==== Records shown

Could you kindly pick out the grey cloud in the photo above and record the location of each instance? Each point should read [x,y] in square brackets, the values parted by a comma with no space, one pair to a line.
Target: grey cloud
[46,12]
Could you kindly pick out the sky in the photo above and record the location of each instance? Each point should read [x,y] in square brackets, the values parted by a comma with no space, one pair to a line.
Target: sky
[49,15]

========

_Problem statement:_
What is needed is an exact copy of the lines from the one containing "Could you kindly pick out the sky" through the final line of the data, both included, and nothing more.

_Response box:_
Could you kindly pick out the sky in the photo above and record the location of each instance? Each point should read [x,y] in square brackets, the values parted by a comma with no space, one pair to a line.
Target: sky
[49,15]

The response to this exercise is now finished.